[Fragmento seleccionado]
-*-*-

Por ejemplo, ¿cómo es posible que mientras un peón de albañil tenga que trabajar 10 horas al día para ganar un sueldo ridículo, a uno de esos especuladores bursátiles les baste con una llamada telefónica o el simple trasladar los papeles de una mesa a otra para amasar una fortuna que aunque viviera 100 años no podría gastar?
Todos recordamos la forma en que las televisiones del mundo dieron la noticia del atentado de las Torres Gemelas. Las imágenes que mostraban los edificios ardiendo, su derrumbe y su tragedia, se alternaban en las pantallas con compulsivas conexiones con las Bolsas para ver cómo se comportaba el Dinero. Pero ¿el Dinero qué es exactamente, quién decide cómo se comporta? Recuerda al antiguo Dios de las religiones monoteístas, y sus oficiantes se confunden con los viejos teólogos. Así, cuando unos días después del terrible atentado se produjo la reapertura de la Bolsa de Nueva York, a lo que asistimos fue a un acto de clara significación religiosa. El silencio, la música sacra, la sensación de estar en un lugar de fuerza inaudita, tan incomprensible como extraño y vengativo. La Bolsa era el templo y sus sacerdotes trataban de aplacar a su iracunda divinidad. Lo mejor de la cultura política de Occidente ha nacido de su empeño de regirse por la siempre prudente razón y ahora nos descubrimos volviendo al seno de un nuevo sistema religioso en que reina una divinidad no menos caprichosa e implacable que la antigua. La de ese Dinero al que solo unos pocos iniciados son capaces de comprender, y en el que parece estar contenido la posibilidad de nuestra salvación.

-*-*-

[Tareas]
**A)** Según el fragmento, ¿qué lugar era el templo?
**B)** Transcribe el pasaje del fragmento entre "Por ejemplo, ¿cómo" y "no podría gastar?", ambos incluidos.
Este material no guarda relación con el fragmento.

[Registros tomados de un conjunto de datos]
-*-*-

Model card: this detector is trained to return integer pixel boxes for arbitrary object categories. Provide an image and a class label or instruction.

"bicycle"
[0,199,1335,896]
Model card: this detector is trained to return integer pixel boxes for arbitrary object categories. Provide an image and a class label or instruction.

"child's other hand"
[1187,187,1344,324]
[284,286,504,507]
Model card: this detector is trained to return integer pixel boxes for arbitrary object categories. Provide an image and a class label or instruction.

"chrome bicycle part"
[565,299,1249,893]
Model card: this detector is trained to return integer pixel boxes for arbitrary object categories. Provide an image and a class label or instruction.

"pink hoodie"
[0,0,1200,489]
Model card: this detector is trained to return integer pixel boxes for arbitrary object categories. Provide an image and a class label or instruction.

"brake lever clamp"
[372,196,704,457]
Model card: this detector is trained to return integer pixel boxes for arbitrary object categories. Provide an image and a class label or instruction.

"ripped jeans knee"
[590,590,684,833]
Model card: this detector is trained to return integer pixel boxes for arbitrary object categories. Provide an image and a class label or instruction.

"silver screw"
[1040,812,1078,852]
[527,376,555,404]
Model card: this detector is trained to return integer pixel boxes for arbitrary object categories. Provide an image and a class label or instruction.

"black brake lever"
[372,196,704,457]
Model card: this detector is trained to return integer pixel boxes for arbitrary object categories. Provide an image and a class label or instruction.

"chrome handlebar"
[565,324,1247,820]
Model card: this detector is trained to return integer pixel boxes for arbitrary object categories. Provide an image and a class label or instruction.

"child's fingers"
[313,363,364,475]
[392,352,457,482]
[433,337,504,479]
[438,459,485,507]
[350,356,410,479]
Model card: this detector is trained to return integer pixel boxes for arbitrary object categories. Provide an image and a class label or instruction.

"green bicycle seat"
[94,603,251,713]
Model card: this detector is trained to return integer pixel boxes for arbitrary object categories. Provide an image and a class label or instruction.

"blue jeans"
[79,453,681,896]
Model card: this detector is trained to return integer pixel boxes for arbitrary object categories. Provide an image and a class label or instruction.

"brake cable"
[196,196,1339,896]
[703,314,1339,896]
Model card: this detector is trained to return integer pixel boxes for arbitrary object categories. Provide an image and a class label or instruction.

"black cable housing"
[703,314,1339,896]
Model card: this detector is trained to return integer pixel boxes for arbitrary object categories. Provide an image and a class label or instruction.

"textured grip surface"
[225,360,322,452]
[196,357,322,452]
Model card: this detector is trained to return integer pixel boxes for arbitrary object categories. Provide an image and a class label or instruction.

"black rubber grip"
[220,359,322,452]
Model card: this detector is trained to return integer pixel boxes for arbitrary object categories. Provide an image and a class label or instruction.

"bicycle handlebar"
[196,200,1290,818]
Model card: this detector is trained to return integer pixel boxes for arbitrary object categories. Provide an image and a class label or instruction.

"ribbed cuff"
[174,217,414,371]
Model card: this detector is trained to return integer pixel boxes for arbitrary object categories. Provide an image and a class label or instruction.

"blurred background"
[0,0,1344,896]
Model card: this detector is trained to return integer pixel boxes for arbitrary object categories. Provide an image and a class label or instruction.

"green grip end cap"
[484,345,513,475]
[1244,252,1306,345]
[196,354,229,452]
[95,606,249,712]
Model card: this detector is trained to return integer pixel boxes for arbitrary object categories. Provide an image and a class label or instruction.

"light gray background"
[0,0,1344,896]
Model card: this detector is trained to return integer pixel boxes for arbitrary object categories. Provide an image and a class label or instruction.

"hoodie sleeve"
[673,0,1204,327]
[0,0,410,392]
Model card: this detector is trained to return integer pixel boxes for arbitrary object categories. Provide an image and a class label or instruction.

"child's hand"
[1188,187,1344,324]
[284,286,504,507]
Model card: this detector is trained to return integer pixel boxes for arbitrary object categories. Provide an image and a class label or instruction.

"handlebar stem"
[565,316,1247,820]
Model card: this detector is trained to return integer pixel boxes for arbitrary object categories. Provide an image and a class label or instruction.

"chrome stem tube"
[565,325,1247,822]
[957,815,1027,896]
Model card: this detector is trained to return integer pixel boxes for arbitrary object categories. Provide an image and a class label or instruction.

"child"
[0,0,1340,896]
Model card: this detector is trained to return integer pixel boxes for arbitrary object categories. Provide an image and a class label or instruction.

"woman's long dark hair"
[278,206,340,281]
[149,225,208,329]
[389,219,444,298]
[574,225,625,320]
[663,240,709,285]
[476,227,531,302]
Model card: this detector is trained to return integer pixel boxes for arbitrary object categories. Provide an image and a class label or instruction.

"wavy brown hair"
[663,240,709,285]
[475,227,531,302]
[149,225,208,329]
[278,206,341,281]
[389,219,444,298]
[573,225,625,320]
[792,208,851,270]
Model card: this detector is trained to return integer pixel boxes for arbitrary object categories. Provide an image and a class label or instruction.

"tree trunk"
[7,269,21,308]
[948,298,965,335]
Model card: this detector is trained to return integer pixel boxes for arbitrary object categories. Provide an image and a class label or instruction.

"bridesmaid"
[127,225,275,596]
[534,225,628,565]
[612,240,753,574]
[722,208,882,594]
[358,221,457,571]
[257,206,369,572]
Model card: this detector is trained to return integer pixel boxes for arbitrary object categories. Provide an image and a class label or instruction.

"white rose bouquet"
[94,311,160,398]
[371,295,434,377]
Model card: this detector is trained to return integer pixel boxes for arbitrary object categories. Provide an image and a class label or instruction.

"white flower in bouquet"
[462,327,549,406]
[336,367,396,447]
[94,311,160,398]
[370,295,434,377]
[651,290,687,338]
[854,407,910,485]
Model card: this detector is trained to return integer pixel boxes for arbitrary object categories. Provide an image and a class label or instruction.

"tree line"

-*-*-

[Respuestas por tarea]
**A)** La Bolsa.

**B)**
Por ejemplo, ¿cómo es posible que mientras un peón de albañil tenga que trabajar 10 horas al día para ganar un sueldo ridículo, a uno de esos especuladores bursátiles les baste con una llamada telefónica o el simple trasladar los papeles de una mesa a otra para amasar una fortuna que aunque viviera 100 años no podría gastar?